=== Texto seleccionado ===

Si nos tocase conocer mas de cerca los sufrimientos inte rnos de Cristo, si
tuviésemos que experimentar la lejanía de los nuestros y el aislamiento fisico
por la distancia; o si nos tocase experimentar la incomprensión e ingratitud
de aquellos a quienes misionamos, hemos de ver en esto una ocasión para una
identificación mas plena con Cristo Sumo y Eterno Sacerdote y Victima, que
murió por quienes lo estaban crucificando. Las horas de la cruz son las horas
sacerdotales por excelencia, en las que el corazón del sacerdote se configura
con el de Cristo, nuestro modelo.
¿Como seremos fieles a esta llamada?
Nos envuelve el sentimiento de nuestra indignidad e total indigencia. Llevamos
un tesoro en vasos de barro. Vuelve a la mente el momento litúrgico tan
sugestivo de la postración en el suelo durante la ceremonia de nuestra
ordenación sacerdotal. Ese gesto de profunda humildad y de sumisa apertura es
tan oportuno para predisponer nuestro ánimo a la imposición de manos, por
medio de la cual el Espíritu Santo entró en nosotros para llevar a cabo su
obra. Después de habernos incorporado, nos arrodillamos delante del Obispo
para ser ordenados presbíteros y después recibimos de él la unción de las
manos para la celebración del Santo Sacrificio.
Como puede un sacerdote realizar a pleno su vocación? Se pregunta el Papa. “El
secreto... es confiar en el auxilio divino y en tender constantemente a la
santidad” (27.10.95). Dios, que es fiel a sus palabras, nos da siempre su
gracia, y esto nos basta. “El Hijo de Dios... no ha sido ‘Si y No’, antes ha
sido “Si’ en El”, dice San Pablo (2 Cor 1:19).
Siempre hemos de repetirnos, con la Escritura, que tenemos un Sumo Pontífice
“Misericordioso y fiel” (Heb 2:17). Dios, que no se arrepiente de sus dones,
jamás, nos ofrece ahora y lo hará siempre en el futuro, su gracia, su auxilio
y su luz.

===

Partes del ejercicio »
(1) Reproduzca el pasaje de la reflexión sobre el sacerdocio que comienza en "Como puede un" y termina en "(2 Cor 1:19).".
(2) Conteste brevemente, con base en la reflexión sobre el sacerdocio:
(a) ¿Qué se dice que llevamos en vasos de barro?
(b) ¿Delante de quién se arrodillan para ser ordenados presbíteros?
(c) ¿Con qué dos adjetivos se describe al Sumo Pontífice en la cita de Heb 2:17?
(3) Prosiga la reflexión sobre el sacerdocio a partir de su última oración.
Las entradas no guardan relación alguna con la reflexión sobre el sacerdocio.

=== Entradas proporcionadas ===

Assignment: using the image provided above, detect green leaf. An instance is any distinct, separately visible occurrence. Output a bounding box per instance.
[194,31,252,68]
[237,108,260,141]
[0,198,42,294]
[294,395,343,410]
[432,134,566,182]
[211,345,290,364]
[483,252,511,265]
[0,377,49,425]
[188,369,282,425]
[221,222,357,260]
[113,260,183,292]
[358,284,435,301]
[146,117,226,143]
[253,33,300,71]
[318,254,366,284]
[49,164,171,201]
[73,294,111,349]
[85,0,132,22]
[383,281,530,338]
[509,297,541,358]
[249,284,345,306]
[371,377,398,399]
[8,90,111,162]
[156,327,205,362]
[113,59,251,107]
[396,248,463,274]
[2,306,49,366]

===

Respuestas del ejercicio »
(1)
Como puede un sacerdote realizar a pleno su vocación? Se pregunta el Papa. “El
secreto... es confiar en el auxilio divino y en tender constantemente a la
santidad” (27.10.95). Dios, que es fiel a sus palabras, nos da siempre su
gracia, y esto nos basta. “El Hijo de Dios... no ha sido ‘Si y No’, antes ha
sido “Si’ en El”, dice San Pablo (2 Cor 1:19).

(2)
(a) Un tesoro.
(b) Delante del Obispo.
(c) Misericordioso y fiel.

(3)
Dios lo ha pensado todo, y todo lo ha hecho bien. Dios lo ha jurado y no se
arrepentirá, El ha dicho su ‘si’ definitivo e irrevocable. Ahora nos toca a
nosotros repetir, día a día, en el Santo Sacrificio de la Misa, nuestro ‘si’ a
Dios, aquel que le dimos un día.
Cuando aceche la tentación y miremos nuestra pobres fuerzas humanas, será el
momento de invocar con más ardor al Espíritu Santo para que venga en ayuda de
nuestra debilidad y nos permita ser fuertes como Dios quiere.
La solemne invocación del Espíritu Santo y la postración, como gesto de
humildad, realizada durante la ordenación sacerdotal, han hecho resonar en
nuestra vida el fiat de la Anunciación. En el silencio de Nazaret, María se
hace disponible para siempre a la voluntad de Dios y, por obra del Espíritu
Santo, concibe a Cristo, salvador del mundo. Esta obediencia inicial de Maria
Santísima recorre toda su vida y culmina al pie de la Cruz.
El sacerdote está llamado a confrontar constantemente su fiat con el de María,
dejándose, como Ella, conducir por el Espíritu Santo. La Virgen lo sostendrá
en su vida de pobreza y l o hará disponible a la escucha humilde y sincera del
prójimo, para percibir en ellos los “gemidos del Espíritu” (cf. Rom 8,26); la
Virgen le ayudará a acoger el don de la castidad como expresión de un amor más
grande; Ella le conducirá por los caminos de la obediencia evangélica, para
que se deje guiar por el Paráclito, más allá de los propios proyectos, hacia
la total adhesión a los designios amorosos de Dios.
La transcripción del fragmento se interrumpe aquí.